> TO DO
[a] List every username that appears as a post header in the waste bin forum thread below.
[b] Extend the waste bin forum thread below from the point where it stops.

> GIVEN TEXT
# Waste bin (where to put it) B564 (1999 if important)



## JustRadio (May 21, 2005)

I have just acquired a 1999 B564 which I am very happy with, but it seems to have been designed without anywhere for a waste bin, solutions anyone?

Thanks
John


----------



## buzzers (Aug 25, 2012)

*Hymer bin*

Hi John,
We have a 1994 B644 and have 2 bins. One we fitted to the inside of the exterior door. The other was already in place when we bought it, on the inside of the cupboard door under the sink. Both work well for us.

Gary


----------



## raynipper (Aug 4, 2008)

*Re: Hymer bin*



buzzers said:


> Hi John,
> We have a 1994 B644 and have 2 bins. One we fitted to the inside of the exterior door. The other was already in place when we bought it, on the inside of the cupboard door under the sink. Both work well for us.
> 
> Gary


Yep, ditto.

Ray.


----------



## nicholsong (May 26, 2009)

> GIVEN INFORMATION
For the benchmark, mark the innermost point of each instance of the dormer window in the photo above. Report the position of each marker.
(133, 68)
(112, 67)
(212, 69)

> ANSWER SET
[a]
JustRadio
buzzers
raynipper
nicholsong

[b]
We have same problem. Unusual for N+B. I wonder if there was provision before the 'awkward' Brit market wanted an OVEN !

Habitation door is not an option as it has a fly-screen. On the end of the sink unit would obstruct the habitation door.

Currently we are 'Heath Robinson' with a plastic bag, handle looped over the driver's seatbelt reel housing. It is just within reach of the prep area in the kitchen, but for small items of rubbish(pips, tomato skins etc.) we have a cut-down water bottle secured on the worktop as a sink-tidy.

Any better solutions would be welcomed.

Geoff


----------



## steco1958 (Mar 5, 2009)

I dont use a bin !!!

I use a plastic bag, we have hundreds on a roll, as soon as we have any waste we place in one of the bags, and take out to either the site bin, or if wilding into a black bin sack on rear of MH.

Hate bins inside !!


----------



## nicholsong (May 26, 2009)

steco1958 said:


> I dont use a bin !!!
> 
> I use a plastic bag, we have hundreds on a roll, as soon as we have any waste we place in one of the bags, and take out to either the site bin, or if wilding into a black bin sack on rear of MH.
> 
> Hate bins inside !!


Fair enough, but where do you put the plastic bag while you are accumulating the rubbish?

Geoff


----------



## JustRadio (May 21, 2005)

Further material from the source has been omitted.